Region annotation entries
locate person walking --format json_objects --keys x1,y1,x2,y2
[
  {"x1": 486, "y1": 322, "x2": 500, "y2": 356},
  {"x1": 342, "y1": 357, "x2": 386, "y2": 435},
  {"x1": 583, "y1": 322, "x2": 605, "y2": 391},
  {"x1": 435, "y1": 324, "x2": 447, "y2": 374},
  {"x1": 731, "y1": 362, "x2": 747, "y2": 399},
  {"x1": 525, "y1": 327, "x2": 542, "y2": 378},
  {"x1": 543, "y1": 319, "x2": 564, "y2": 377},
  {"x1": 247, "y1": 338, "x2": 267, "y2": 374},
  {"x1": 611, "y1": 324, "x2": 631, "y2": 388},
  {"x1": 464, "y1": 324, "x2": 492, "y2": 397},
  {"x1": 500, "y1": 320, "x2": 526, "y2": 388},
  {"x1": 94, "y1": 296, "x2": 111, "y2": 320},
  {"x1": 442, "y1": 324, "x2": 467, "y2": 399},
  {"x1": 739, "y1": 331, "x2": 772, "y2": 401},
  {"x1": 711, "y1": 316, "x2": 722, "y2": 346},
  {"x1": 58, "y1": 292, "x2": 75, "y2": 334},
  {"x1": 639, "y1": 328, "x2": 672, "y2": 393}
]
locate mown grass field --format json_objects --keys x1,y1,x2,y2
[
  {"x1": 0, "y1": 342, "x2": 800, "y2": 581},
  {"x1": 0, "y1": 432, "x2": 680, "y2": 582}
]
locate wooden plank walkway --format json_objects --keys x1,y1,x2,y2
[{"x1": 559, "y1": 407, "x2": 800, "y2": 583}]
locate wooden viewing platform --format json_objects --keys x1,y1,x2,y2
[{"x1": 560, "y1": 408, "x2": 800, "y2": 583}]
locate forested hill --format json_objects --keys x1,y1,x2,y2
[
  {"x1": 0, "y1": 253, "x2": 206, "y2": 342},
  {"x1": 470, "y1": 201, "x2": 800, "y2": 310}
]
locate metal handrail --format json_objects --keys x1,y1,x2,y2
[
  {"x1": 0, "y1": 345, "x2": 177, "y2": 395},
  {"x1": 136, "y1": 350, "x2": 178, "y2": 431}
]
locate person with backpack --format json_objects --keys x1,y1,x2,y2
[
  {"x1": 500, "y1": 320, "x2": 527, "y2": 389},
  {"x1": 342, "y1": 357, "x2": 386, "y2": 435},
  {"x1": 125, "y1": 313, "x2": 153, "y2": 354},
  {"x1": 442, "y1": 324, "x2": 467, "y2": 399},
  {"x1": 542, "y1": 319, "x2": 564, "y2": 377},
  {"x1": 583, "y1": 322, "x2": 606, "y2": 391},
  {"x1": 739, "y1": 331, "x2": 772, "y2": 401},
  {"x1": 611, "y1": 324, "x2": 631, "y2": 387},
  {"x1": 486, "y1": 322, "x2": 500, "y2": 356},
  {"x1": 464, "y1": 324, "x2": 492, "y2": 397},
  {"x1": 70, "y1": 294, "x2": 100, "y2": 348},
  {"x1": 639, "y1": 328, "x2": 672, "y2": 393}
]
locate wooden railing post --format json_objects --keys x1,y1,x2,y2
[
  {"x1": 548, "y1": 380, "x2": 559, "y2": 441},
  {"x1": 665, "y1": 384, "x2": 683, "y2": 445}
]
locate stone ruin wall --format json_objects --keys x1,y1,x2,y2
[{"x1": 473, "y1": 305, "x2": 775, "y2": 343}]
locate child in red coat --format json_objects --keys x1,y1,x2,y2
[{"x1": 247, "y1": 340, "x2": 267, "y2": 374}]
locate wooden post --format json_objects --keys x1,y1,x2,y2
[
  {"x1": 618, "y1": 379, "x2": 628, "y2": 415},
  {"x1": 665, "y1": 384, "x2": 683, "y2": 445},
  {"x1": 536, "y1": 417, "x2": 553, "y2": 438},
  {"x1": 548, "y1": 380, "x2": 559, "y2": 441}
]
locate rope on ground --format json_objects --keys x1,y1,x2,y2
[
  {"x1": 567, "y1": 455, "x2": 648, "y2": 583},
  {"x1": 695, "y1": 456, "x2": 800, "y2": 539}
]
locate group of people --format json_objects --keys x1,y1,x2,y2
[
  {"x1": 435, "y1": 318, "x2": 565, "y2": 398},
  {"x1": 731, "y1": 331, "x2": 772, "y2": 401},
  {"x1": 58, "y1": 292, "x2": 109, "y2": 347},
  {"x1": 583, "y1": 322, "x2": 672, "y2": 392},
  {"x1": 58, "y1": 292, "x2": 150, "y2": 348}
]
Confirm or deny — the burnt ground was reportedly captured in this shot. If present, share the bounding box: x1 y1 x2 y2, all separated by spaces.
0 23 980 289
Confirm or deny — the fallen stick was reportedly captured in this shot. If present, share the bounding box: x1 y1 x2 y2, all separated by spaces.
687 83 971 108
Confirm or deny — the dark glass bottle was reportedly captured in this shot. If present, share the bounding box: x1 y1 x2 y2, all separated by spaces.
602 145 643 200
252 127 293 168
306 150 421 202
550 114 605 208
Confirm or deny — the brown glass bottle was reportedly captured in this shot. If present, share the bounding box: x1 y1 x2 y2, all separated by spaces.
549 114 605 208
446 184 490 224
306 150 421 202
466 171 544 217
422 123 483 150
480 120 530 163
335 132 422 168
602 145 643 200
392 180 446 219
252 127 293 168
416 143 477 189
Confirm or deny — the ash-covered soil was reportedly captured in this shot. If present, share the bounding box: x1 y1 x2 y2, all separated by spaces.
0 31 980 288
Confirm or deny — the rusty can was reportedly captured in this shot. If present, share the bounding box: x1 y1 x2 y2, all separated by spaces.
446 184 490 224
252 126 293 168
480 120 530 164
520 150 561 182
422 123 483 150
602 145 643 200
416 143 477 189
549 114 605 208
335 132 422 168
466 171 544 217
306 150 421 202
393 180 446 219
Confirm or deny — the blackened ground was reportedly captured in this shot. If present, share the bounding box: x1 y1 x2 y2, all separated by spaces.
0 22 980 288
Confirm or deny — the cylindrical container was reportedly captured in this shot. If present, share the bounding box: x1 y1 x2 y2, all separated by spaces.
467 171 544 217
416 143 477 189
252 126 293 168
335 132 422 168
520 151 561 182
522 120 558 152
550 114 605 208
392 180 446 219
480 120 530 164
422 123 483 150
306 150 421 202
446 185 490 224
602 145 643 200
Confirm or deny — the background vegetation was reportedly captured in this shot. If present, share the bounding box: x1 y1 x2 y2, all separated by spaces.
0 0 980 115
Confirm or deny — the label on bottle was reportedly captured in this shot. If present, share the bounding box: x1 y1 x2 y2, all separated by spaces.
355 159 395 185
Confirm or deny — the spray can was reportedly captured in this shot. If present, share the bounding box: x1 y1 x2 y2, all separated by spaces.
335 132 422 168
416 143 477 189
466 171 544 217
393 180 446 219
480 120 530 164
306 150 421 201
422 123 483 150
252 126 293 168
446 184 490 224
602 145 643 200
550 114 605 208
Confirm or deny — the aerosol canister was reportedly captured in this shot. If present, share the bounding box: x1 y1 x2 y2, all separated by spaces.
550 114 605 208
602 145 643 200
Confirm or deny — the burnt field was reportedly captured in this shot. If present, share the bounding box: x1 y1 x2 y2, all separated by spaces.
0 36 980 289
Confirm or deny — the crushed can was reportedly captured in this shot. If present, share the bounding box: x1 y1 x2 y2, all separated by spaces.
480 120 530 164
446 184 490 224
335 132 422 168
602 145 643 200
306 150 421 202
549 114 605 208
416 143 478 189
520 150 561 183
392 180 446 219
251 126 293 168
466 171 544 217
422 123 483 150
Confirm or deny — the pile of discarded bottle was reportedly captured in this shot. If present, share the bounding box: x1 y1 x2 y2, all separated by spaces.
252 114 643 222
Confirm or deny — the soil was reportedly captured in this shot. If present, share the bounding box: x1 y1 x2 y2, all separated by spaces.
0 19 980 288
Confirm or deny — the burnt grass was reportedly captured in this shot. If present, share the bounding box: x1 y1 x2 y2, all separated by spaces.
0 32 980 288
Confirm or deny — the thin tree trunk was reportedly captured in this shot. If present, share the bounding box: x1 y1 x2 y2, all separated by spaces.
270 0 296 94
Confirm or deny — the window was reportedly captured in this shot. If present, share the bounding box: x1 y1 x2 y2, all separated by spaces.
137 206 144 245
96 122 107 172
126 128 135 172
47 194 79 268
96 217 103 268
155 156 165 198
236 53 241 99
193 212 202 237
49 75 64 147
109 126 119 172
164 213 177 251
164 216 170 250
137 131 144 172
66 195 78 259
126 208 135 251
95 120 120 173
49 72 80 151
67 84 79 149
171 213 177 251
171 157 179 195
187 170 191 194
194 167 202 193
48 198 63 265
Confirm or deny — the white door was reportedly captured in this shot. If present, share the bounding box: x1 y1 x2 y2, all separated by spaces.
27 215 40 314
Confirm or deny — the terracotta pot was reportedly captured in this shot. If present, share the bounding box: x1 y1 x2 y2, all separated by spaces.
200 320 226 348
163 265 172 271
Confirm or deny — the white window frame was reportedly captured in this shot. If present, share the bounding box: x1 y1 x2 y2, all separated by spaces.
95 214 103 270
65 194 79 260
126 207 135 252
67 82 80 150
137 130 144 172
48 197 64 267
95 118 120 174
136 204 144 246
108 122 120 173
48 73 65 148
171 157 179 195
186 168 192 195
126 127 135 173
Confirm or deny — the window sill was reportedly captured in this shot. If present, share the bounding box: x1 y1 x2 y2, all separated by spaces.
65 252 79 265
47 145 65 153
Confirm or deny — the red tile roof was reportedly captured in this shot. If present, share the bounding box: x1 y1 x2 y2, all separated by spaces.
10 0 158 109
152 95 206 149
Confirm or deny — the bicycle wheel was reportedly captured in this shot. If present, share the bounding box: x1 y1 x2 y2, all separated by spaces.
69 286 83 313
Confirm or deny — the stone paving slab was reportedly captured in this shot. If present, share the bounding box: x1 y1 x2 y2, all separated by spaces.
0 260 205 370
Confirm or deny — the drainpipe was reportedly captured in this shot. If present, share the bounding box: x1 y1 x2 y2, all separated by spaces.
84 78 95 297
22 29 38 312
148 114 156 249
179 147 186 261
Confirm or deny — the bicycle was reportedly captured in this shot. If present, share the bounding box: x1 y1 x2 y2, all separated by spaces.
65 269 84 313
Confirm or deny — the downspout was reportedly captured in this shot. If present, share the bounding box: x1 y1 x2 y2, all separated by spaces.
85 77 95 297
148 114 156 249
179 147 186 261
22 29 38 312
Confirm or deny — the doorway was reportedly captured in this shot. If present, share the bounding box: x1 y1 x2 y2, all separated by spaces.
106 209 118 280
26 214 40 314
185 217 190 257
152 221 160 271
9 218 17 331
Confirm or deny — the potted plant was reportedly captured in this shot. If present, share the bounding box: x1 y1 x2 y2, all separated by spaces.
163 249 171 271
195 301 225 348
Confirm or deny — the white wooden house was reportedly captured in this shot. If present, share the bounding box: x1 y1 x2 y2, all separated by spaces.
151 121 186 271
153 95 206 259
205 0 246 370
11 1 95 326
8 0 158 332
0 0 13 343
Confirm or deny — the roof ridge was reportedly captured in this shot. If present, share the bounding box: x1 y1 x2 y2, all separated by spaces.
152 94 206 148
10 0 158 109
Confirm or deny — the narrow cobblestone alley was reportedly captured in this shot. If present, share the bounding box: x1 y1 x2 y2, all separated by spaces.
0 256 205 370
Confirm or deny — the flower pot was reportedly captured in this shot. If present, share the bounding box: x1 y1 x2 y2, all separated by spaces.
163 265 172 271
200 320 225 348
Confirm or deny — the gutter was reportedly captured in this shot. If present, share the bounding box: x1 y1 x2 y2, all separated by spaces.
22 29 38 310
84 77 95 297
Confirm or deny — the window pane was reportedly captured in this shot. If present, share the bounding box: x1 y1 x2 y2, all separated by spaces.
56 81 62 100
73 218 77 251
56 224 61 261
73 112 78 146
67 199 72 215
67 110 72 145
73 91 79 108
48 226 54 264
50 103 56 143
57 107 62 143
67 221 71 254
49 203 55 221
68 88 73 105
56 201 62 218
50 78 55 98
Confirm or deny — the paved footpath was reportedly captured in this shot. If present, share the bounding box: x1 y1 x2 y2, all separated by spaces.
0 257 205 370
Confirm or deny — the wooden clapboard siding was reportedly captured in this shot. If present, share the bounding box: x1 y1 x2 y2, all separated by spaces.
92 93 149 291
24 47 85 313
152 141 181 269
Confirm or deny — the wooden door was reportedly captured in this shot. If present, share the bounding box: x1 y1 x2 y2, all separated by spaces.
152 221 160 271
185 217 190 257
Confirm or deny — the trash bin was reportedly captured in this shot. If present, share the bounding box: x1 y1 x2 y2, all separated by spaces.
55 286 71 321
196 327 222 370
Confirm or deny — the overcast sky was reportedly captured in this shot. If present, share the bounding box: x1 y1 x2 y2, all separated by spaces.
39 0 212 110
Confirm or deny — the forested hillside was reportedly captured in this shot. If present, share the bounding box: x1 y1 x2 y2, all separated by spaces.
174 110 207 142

## REQUIRED TASK
Rewrite the lines above as a numbered list, from the line with "Confirm or deny — the doorway" up to and including the line with "0 256 205 370", leaving out any blank lines.

## ANSWER FOR THE TASK
1. Confirm or deny — the doorway was reportedly captured in this shot. If present, share the bounding box: x1 y1 x2 y2, all separated by spaces.
2. 106 209 118 280
3. 26 214 40 314
4. 185 217 190 257
5. 152 221 160 271
6. 9 218 17 331
7. Confirm or deny — the potted plant was reportedly captured in this shot. If present, share the bounding box: x1 y1 x2 y2, all separated by spaces.
8. 163 249 171 271
9. 195 301 225 348
10. Confirm or deny — the white wooden house was reportedly captured in this shot. If present, share the bounding box: x1 y1 x2 y2, all separated by spaces.
11. 151 121 186 271
12. 153 95 206 259
13. 205 0 246 370
14. 11 1 95 326
15. 8 0 158 332
16. 0 0 13 343
17. Confirm or deny — the roof ridge was reportedly captured in this shot. If present, share the bounding box: x1 y1 x2 y2, all separated by spaces.
18. 152 94 206 148
19. 10 0 158 109
20. Confirm or deny — the narrow cobblestone alley was reportedly captured in this shot. If present, share the bounding box: x1 y1 x2 y2, all separated by spaces.
21. 0 256 205 370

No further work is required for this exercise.